ENTRIES SUPPLIED >>
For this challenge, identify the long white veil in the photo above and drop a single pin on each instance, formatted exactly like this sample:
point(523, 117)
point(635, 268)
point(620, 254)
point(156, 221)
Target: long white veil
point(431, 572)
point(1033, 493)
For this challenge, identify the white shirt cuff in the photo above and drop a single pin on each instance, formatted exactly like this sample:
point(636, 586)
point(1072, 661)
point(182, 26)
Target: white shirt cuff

EXERCISE BRIEF >> Please return all of the material above, reproducing every line with no changes.

CORRECT ANSWER >>
For this challenge, identify the long white veil in the photo above and drop a single pin on each instance, formatted exactly like this sample:
point(523, 117)
point(635, 268)
point(620, 254)
point(156, 221)
Target: long white veil
point(431, 572)
point(1033, 493)
For this challenge, identify the white shirt cuff in the photo above and drop a single pin on each instance, formatted exactly like this sample:
point(636, 586)
point(1072, 661)
point(182, 26)
Target: white shirt cuff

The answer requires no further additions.